# start of Page extract
It's Boxing Day1 and the manager of a band promises to give the 10 musicians a huge bonus if they succeed in the following challenge.
The manager has randomly placed the 10 different instruments of the musicians in 10 large concealed boxes, which he has put in a windowless, soundproof practice room. He has also randomly marked the boxes with pictures of the 10 different instruments, but the pictures on the boxes do not necessarily correspond to the instruments inside. One by one, each musician has to enter the practice room and search for his own instrument. While he's in the practice room, he can look inside any five boxes. If he has found his own instrument, he must close the boxes before leaving the practice room using another door. The musicians can't in any way communicate to each other what they find and they only succeed if each one of them has found his own instrument.
Each musician only has a 50% chance of finding his instrument by picking five random boxes. And the chances that all ten will succeed are even lower: just \[\left(\frac{1}{2}\right)^{10} = \frac{1}{1024}\] That's less than 0.1%.
The band however comes up with a strategy that has a better than 35% chance of working. Every musician first opens the box with the picture of his own instrument. If his instrument is inside the box, he's done and succeeds for his part of the challenge. Otherwise he looks at whatever instrument is in the box, and then opens the box with that picture on it.
He keeps going that way until he has either opened five boxes without finding his instrument (which fails the challenge) or finds his instrument (which makes him succeed for his part of the challenge).
This strategy works because each musician follows a linked sequence that starts with the box whose outside matches his instrument and ends with the box actually containing it. Note that if he kept going, that would lead him back to the start, making the linked sequence of boxes a loop. In graph theory2, such a loop is called a cycle3.
# end of Page extract
# start of Excerpted records
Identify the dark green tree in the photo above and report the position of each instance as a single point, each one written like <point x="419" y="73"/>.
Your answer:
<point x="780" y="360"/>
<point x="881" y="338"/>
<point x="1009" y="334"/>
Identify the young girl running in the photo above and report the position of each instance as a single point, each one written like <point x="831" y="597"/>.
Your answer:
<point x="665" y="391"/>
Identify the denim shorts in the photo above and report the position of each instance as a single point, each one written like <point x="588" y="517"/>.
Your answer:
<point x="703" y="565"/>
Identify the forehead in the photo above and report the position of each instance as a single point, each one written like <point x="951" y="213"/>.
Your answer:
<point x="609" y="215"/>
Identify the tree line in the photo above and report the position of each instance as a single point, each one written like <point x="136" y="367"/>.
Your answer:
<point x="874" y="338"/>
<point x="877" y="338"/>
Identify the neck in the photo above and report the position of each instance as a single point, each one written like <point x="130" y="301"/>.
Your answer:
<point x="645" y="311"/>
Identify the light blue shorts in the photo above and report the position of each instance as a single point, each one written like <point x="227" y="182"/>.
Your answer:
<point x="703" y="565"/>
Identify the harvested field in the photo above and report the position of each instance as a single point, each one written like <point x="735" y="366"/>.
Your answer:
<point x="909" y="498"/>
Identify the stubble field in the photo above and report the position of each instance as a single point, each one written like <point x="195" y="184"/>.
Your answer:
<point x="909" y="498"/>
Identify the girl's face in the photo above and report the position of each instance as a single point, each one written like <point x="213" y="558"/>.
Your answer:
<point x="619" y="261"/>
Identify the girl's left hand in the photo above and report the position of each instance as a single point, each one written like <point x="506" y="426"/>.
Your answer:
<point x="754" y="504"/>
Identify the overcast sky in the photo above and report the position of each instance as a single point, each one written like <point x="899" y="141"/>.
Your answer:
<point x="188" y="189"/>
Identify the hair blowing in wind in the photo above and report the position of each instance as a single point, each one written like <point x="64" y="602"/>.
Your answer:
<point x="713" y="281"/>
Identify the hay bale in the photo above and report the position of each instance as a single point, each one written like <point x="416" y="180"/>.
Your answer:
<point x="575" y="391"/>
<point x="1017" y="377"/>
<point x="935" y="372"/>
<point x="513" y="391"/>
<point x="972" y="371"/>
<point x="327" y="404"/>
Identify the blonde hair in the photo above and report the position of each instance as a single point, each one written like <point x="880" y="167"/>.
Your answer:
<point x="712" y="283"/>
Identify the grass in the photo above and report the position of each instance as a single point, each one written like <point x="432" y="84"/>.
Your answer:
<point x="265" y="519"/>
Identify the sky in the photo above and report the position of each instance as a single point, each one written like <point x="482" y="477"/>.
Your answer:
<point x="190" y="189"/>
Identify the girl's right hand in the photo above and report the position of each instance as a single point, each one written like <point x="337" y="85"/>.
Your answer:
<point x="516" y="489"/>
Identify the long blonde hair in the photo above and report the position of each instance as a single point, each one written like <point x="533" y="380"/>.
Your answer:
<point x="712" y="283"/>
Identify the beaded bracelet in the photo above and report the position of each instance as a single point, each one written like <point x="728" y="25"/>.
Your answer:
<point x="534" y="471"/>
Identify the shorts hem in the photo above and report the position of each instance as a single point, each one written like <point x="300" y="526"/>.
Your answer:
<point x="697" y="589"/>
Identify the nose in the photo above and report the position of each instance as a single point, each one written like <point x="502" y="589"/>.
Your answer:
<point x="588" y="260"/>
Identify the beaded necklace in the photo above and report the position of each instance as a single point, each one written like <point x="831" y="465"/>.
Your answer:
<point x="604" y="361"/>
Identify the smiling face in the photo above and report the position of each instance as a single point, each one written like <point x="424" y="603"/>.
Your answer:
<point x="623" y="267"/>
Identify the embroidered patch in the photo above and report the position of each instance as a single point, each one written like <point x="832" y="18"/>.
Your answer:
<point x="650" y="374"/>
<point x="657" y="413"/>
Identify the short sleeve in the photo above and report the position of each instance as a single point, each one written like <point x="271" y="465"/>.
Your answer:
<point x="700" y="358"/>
# end of Excerpted records
Set task A —
Can you sum up the band challenge in two sentences?
Set task B —
Could you switch "strategy" to "plan" and write out the band challenge starting with "Each musician only" and going on through "picture on it."?
Base every answer on the band challenge text only, not on the data.

Task solution A —
A band manager hides the 10 musicians' instruments in 10 picture-marked boxes, and each musician may look inside five boxes to find his own, with the band winning a bonus only if all ten succeed. Random picking gives each musician a 50% chance and the whole band less than 0.1%, but the band's strategy of starting with the box pictured with one's own instrument and then following the pictures gives better than a 35% chance.

Task solution B —
Each musician only has a 50% chance of finding his instrument by picking five random boxes. And the chances that all ten will succeed are even lower: just \[\left(\frac{1}{2}\right)^{10} = \frac{1}{1024}\] That's less than 0.1%.
The band however comes up with a plan that has a better than 35% chance of working. Every musician first opens the box with the picture of his own instrument. If his instrument is inside the box, he's done and succeeds for his part of the challenge. Otherwise he looks at whatever instrument is in the box, and then opens the box with that picture on it.